I've also learned about things such as linked structures which I probably
wouldn't have bothered to look into if I taught myself, and are actually some
crucial things that companies look for when they hire.

Another thing I've noticed personally is just a faster progression. I have a
friend who taught himself how to make iOS apps, and it took him 3 years to get
to the point that I did after taking one online course on iTunes U for it.
Having a structured course really makes a huge impact by providing a logical
progression and teaching you all the little things that take a long time to
learn on your own.

------
kenzokai
Like others have said, I find self-taught programmers (I'm a tutor, so I meet
a lot of them) have an attitude of, "why should I care about time complexity?"
They are motivated to get things done quickly, and will do it to the best of
their ability, but it may not be the best solution, since that would require
deeper theoretical knowledge.

On the other hand, programmers coming from academia are expected to "just
know" a lot of the practical tools that are used these days. I did C++, Java,
MATLAB, and machine learning-type stuff in school, but learned Git, Rails,
Python, Hadoop, etc etc. after graduating. Recruiters, etc. expected I'd just
be ready for that stuff right off the bat.

* RECORDS PROVIDED:
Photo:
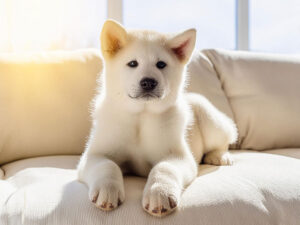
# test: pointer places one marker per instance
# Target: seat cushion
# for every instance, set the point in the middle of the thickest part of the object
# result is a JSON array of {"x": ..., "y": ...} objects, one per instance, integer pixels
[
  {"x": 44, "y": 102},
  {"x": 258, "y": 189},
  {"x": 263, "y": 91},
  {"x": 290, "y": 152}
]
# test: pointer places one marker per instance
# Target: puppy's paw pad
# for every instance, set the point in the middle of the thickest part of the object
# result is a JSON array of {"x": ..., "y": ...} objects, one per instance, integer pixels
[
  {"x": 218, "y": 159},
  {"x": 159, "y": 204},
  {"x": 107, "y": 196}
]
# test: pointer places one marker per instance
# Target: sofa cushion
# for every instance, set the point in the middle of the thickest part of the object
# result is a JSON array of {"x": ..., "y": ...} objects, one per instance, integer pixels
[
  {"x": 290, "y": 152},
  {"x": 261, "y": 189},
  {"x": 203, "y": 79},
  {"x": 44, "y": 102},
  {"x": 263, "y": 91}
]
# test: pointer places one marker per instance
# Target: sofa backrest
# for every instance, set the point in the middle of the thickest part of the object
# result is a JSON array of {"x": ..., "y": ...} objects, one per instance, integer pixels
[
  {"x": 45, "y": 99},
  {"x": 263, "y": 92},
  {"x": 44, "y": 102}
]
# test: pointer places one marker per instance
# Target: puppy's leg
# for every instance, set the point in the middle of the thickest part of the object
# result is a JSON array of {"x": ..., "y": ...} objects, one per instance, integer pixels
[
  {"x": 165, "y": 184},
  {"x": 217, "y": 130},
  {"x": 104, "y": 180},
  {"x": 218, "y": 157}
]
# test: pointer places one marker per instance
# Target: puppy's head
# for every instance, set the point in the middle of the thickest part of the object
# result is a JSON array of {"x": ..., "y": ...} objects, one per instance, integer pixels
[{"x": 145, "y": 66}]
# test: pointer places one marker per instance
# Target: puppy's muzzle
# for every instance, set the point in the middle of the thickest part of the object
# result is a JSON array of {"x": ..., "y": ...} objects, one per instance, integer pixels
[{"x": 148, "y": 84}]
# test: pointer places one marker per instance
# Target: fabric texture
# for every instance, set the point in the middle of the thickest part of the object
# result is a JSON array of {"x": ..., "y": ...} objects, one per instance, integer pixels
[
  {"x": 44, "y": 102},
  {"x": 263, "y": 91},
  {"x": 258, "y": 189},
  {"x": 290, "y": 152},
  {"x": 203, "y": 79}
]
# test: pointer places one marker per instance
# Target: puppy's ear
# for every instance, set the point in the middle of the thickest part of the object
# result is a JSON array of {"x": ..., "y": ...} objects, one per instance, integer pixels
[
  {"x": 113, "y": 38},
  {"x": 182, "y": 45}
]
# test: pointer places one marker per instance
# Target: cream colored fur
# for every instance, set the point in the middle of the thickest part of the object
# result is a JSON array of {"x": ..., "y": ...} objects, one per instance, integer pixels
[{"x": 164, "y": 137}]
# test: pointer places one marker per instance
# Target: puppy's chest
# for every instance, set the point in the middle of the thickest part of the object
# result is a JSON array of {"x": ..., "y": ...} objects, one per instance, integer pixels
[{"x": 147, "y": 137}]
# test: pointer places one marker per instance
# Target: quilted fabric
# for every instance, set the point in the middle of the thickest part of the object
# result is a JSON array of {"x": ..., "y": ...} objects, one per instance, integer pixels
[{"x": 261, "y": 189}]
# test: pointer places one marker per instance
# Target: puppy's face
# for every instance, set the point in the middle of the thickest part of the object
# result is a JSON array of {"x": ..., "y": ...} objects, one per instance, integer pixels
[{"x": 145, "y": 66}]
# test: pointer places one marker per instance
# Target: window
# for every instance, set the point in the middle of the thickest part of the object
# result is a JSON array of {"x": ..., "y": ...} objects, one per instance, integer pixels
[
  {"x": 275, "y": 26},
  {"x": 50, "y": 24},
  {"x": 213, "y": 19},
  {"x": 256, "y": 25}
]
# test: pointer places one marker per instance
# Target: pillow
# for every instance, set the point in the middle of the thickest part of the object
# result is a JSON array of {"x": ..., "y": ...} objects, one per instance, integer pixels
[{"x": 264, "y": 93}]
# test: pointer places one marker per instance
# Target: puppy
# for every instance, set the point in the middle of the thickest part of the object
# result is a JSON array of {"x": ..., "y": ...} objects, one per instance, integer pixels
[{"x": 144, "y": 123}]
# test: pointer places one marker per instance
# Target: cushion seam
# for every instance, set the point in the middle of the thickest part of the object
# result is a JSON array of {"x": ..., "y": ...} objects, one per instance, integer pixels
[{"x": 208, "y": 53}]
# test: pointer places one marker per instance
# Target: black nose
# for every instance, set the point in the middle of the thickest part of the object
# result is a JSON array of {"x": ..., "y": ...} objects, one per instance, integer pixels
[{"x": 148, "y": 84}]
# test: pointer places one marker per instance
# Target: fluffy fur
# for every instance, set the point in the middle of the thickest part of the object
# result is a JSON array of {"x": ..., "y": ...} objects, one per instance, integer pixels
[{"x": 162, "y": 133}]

* PROBLEM: In one to three sentences, explain why the thread on learning to program says a structured course makes a huge impact. The entries have nothing to do with the thread on learning to program.

* PROBLEM SOLUTION: A structured course provides a logical progression. It also teaches all the little things that take a long time to learn on your own.